### GIVEN PASSAGE
::::

BROWN JENKIN     Hold steady.  Red stains aught it touches.

KEZIAH           The time is nigh! Step forward and receive–

SOUND            SCHWING OF KNIFE

WALTER           I – I – I Can’t!  I won’t! Ungh! [noise of effort]

SOUND            CLANG OF METAL BOWL IMPACTING RAT   

BROWN JENKIN     Whooooooahhhhhhh!  Ungh!  [flying across room and hitting wall]

KEZIAH           I curse thee!  I curse thee twice! [scream of pain]

SOUND            METAL BOWL HITS KEZIAH

WALTER           Ungh!  [hits her again]

SOUND            BOWL DROPS TO FLOOR

KEZIAH           I curse thee thr– [cut off in mid words, choking]

SOUND            BELL FROM THE CHARM – WALTER IS STRANGLING KEZIAH WITH IT

WALTER           [with effort]  I may not believe in charms, but I believe in strangulation!

::::

### ENTRIES
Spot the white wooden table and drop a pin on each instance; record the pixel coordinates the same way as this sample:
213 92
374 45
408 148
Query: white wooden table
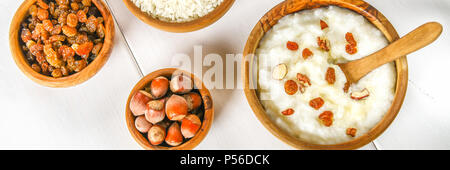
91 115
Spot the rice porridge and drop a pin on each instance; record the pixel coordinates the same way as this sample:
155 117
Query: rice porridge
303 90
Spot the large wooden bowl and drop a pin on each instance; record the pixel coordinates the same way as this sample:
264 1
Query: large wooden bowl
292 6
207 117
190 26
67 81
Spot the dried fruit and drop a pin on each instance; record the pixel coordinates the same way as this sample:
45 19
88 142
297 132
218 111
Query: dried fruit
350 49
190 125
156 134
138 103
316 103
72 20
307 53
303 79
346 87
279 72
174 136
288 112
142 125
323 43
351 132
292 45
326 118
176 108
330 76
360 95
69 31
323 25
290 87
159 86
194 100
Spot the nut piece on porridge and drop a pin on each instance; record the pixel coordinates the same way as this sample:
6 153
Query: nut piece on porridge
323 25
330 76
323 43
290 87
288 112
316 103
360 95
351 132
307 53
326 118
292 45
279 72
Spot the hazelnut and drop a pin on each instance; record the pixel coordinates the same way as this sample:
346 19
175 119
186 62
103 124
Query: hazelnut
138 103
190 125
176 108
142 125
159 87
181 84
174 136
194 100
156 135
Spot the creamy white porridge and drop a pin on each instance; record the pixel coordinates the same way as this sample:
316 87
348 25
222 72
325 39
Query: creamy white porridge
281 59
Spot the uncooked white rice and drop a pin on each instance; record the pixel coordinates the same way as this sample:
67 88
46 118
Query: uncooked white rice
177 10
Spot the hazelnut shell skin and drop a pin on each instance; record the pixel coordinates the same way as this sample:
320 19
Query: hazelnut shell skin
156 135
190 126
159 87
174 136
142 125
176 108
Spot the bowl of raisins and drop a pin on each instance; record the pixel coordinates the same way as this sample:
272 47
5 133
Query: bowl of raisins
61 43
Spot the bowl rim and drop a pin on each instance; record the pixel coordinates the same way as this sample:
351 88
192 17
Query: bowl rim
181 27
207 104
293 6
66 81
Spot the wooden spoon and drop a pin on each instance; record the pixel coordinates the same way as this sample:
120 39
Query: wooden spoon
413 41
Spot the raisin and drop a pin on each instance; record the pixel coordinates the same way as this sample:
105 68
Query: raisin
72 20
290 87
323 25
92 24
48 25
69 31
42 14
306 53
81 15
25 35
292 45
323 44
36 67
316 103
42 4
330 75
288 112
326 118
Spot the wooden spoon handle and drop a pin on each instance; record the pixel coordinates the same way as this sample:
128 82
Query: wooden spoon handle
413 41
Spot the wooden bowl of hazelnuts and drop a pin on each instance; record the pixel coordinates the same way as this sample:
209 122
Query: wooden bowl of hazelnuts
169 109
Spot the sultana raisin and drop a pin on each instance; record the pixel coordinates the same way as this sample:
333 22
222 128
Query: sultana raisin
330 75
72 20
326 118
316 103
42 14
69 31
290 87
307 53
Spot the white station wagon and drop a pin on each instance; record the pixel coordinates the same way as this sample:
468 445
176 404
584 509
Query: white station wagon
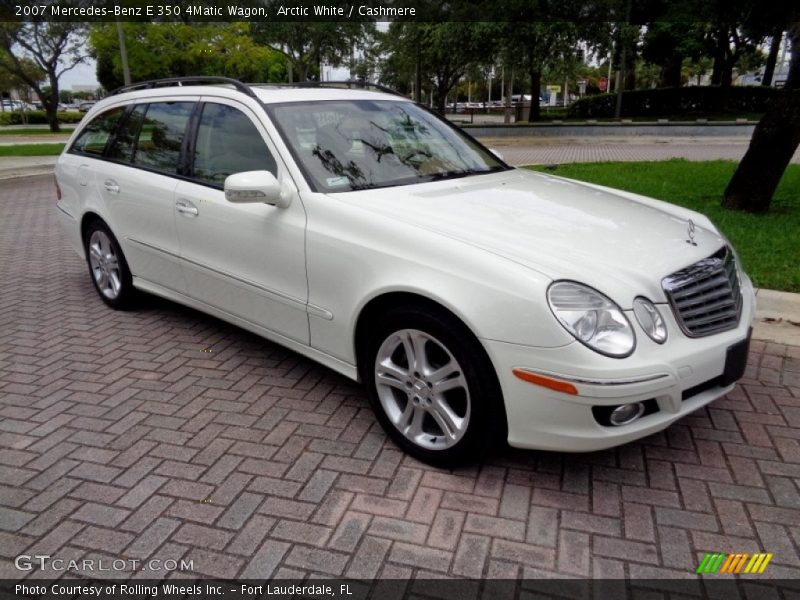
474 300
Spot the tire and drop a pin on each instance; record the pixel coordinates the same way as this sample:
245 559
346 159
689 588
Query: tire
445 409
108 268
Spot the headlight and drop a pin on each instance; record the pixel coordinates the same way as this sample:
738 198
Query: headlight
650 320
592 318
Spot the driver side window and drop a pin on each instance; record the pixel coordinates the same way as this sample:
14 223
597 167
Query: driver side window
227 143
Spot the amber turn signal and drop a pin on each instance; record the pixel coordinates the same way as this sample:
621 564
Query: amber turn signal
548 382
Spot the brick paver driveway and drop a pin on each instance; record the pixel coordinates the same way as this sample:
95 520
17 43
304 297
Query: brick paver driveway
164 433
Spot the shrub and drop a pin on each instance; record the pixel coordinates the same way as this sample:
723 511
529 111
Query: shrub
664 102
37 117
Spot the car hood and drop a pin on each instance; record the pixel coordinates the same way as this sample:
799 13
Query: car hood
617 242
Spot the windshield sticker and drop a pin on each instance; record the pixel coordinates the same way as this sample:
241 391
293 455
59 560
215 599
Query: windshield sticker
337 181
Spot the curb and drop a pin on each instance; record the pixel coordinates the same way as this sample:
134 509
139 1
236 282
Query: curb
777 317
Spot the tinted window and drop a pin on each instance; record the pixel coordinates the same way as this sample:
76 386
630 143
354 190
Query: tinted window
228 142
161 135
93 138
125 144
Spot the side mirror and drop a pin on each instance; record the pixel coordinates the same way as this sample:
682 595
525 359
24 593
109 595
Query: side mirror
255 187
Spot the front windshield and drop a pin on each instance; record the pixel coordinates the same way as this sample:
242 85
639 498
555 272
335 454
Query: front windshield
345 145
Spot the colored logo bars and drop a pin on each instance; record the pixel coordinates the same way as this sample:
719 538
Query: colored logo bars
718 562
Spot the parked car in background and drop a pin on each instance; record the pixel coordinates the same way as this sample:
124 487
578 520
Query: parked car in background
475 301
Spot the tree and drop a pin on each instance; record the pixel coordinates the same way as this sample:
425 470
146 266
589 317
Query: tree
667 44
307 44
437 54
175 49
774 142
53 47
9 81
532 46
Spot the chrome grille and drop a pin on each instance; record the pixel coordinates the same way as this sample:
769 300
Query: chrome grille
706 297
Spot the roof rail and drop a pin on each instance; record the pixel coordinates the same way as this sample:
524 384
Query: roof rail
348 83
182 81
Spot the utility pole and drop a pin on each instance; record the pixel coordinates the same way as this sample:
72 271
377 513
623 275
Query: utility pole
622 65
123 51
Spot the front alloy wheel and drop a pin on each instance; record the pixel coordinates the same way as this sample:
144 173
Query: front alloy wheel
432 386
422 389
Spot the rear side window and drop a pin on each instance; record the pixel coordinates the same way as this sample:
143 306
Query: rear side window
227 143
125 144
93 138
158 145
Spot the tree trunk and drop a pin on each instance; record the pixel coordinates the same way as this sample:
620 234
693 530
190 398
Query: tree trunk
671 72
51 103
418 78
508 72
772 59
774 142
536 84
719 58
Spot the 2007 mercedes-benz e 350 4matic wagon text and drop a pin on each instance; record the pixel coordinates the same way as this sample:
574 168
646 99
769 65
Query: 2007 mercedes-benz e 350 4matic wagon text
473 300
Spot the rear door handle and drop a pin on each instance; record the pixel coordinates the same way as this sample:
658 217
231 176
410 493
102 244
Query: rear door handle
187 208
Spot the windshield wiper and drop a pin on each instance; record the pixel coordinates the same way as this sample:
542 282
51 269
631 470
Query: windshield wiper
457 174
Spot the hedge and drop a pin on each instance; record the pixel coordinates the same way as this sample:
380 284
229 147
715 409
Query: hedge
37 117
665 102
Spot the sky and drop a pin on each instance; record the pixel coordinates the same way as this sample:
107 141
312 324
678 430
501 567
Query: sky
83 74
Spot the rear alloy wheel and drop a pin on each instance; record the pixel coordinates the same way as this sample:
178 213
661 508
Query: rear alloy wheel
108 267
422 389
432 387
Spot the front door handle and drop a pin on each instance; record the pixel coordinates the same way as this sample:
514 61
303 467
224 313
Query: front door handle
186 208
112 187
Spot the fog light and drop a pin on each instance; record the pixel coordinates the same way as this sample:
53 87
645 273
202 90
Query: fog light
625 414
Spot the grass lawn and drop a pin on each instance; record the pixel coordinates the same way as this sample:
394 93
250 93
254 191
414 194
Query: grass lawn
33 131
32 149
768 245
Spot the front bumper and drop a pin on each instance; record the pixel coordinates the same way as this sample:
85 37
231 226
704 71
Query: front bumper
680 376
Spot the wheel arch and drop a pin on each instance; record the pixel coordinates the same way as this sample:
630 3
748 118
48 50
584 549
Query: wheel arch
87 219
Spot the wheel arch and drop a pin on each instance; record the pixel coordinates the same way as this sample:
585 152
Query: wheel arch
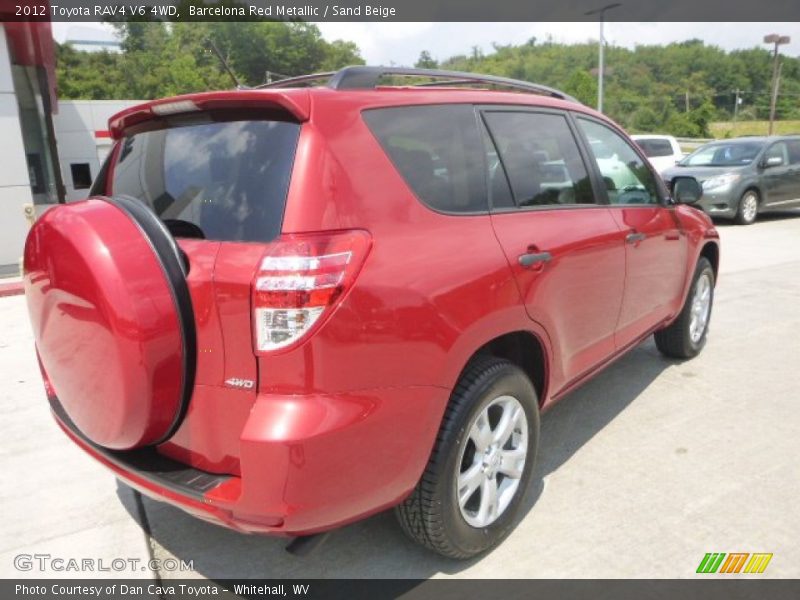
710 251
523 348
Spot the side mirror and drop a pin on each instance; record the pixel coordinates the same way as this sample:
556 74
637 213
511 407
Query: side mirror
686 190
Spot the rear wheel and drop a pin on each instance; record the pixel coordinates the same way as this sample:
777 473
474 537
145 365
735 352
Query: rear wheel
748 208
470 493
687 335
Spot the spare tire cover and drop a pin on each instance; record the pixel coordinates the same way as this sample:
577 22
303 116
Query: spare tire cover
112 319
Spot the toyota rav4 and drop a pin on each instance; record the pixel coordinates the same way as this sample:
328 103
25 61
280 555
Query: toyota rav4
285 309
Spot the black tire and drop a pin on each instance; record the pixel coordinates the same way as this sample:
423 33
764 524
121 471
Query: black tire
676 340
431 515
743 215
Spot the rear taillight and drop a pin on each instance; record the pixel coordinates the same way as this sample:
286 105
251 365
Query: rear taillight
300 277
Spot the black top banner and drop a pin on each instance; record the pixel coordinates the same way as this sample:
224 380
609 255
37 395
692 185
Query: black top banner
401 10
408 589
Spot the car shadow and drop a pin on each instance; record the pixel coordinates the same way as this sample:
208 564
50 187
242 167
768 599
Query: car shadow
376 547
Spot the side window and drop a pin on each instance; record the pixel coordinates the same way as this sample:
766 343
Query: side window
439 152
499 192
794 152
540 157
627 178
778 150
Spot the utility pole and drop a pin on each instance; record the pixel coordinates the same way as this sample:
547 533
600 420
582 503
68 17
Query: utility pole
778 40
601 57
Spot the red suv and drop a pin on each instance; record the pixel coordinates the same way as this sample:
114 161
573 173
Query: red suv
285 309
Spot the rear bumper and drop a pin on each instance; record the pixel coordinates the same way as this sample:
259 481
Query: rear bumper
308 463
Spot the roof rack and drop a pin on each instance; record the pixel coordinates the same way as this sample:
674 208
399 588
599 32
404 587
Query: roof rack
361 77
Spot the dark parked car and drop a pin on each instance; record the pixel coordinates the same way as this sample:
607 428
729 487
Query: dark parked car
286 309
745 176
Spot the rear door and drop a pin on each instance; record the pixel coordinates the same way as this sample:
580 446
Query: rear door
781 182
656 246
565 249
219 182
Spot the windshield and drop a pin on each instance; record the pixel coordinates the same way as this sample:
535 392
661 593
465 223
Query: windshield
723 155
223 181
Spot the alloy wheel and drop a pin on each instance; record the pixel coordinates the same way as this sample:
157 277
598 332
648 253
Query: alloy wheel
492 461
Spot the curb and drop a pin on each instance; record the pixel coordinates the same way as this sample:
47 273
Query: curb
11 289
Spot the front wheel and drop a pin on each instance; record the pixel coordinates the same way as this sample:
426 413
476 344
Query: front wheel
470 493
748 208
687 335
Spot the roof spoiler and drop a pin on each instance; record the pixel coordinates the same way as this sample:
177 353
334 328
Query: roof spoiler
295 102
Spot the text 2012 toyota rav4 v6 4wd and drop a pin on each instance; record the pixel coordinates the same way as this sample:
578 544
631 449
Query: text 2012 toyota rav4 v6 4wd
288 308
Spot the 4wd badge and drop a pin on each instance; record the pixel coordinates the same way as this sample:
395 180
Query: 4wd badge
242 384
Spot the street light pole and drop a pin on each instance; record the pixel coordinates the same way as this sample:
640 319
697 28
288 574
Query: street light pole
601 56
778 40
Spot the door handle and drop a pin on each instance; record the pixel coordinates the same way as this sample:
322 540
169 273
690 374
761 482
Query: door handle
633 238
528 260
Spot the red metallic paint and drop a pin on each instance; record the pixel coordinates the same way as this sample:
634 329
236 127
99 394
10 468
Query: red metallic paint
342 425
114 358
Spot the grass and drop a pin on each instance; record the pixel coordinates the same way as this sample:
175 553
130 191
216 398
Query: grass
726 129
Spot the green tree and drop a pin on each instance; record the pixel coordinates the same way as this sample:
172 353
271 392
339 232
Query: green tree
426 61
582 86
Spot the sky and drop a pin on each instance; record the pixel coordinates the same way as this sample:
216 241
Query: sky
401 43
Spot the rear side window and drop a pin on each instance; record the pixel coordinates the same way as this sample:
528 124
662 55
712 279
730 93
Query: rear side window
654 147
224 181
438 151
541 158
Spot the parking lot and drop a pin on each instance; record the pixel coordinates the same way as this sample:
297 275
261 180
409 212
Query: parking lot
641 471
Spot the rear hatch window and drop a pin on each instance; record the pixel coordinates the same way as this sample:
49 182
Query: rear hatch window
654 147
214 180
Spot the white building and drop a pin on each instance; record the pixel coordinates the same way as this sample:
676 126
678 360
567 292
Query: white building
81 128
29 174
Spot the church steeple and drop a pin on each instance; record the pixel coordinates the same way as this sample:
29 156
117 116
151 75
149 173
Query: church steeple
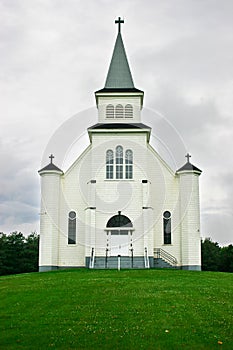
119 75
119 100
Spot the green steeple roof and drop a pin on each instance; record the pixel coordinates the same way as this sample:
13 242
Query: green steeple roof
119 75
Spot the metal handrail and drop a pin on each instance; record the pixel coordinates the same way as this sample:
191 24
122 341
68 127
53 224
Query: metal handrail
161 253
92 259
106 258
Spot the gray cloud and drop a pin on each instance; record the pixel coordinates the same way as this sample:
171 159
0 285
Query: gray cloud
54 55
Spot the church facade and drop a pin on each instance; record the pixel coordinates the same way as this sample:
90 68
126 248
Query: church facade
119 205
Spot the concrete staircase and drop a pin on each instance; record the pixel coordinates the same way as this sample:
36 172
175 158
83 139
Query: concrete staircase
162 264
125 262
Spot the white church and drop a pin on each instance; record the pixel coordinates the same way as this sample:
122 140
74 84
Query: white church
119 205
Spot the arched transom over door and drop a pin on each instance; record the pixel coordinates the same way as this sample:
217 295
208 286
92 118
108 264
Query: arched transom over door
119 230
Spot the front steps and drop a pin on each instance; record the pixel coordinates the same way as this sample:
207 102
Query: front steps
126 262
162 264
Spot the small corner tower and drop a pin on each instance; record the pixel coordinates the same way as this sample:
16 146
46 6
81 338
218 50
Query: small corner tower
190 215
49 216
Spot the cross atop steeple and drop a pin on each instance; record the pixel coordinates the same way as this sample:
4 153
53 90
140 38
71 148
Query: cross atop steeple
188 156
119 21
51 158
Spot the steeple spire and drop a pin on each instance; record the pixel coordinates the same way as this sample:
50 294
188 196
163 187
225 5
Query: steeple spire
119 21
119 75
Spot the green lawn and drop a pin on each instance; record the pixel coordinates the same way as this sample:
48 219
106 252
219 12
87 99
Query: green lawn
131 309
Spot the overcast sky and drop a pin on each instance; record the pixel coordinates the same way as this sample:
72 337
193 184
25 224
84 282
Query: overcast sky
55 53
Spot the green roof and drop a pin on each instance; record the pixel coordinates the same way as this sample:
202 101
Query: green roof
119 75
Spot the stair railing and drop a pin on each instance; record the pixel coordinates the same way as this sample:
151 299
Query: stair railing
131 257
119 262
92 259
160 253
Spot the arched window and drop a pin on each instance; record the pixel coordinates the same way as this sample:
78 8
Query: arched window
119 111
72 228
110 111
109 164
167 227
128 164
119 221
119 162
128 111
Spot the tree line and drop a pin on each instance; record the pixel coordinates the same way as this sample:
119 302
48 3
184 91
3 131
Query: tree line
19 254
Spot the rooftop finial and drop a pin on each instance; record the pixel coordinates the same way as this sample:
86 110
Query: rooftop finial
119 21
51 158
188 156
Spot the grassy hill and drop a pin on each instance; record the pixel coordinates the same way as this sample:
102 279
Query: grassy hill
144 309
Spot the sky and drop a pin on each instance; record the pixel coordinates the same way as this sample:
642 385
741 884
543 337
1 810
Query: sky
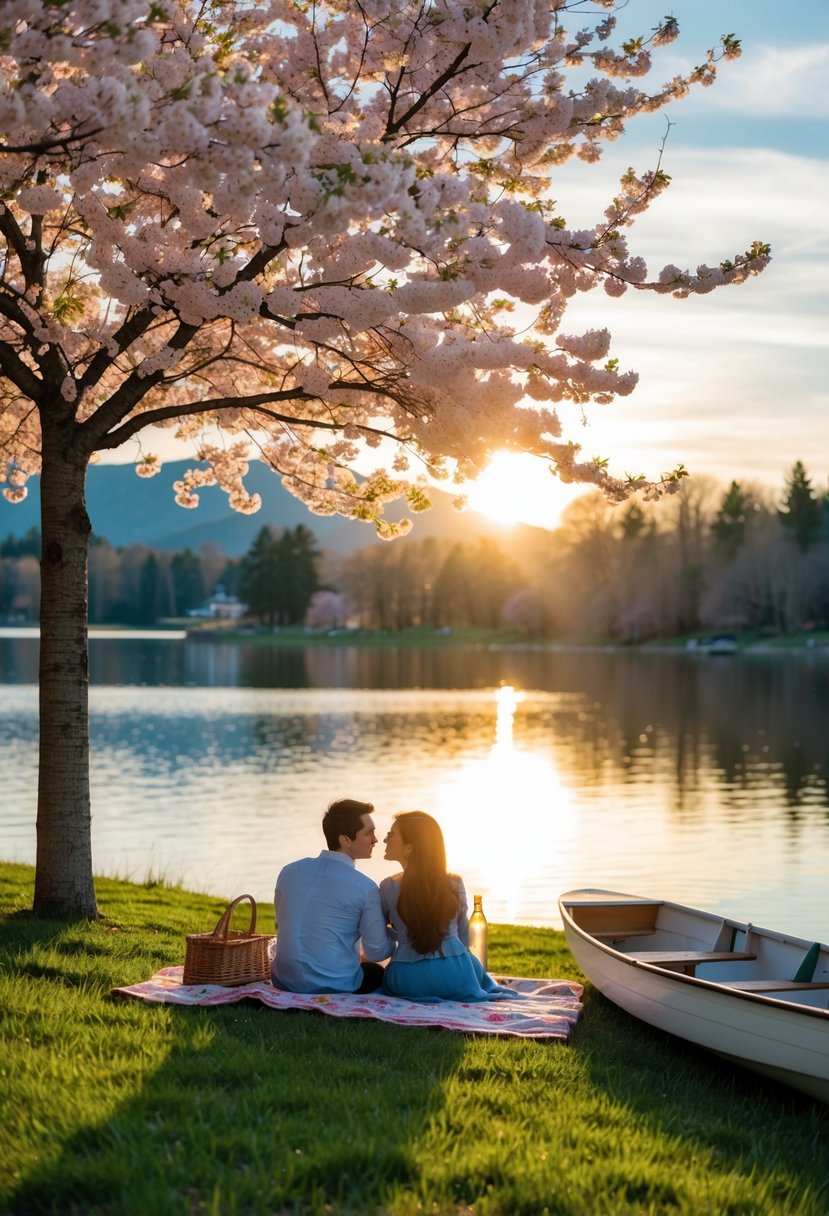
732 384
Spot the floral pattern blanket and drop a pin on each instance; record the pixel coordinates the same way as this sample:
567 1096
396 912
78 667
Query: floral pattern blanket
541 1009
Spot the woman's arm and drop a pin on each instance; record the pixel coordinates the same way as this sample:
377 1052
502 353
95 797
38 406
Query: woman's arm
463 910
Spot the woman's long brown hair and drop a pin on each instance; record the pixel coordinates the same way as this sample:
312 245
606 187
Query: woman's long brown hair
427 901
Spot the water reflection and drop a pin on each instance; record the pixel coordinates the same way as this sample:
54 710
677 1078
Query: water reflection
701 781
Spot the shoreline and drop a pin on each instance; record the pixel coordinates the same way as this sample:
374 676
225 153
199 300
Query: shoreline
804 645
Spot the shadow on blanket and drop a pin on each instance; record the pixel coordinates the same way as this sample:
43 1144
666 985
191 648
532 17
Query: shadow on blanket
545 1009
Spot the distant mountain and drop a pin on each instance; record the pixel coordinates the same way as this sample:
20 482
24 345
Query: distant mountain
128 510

::::

### REQUIREMENTS
1. From the script, extract the passage from "KEZIAH           I curse thee!  I" to "believe in strangulation!".
2. List every sound cue labeled SOUND in the script.
3. According to the script, what does Walter say he believes in?

### SOLUTIONS IN ORDER
1.
KEZIAH           I curse thee!  I curse thee twice! [scream of pain]

SOUND            METAL BOWL HITS KEZIAH

WALTER           Ungh!  [hits her again]

SOUND            BOWL DROPS TO FLOOR

KEZIAH           I curse thee thr– [cut off in mid words, choking]

SOUND            BELL FROM THE CHARM – WALTER IS STRANGLING KEZIAH WITH IT

WALTER           [with effort]  I may not believe in charms, but I believe in strangulation!

2.
SCHWING OF KNIFE
CLANG OF METAL BOWL IMPACTING RAT
METAL BOWL HITS KEZIAH
BOWL DROPS TO FLOOR
BELL FROM THE CHARM – WALTER IS STRANGLING KEZIAH WITH IT

3. Strangulation.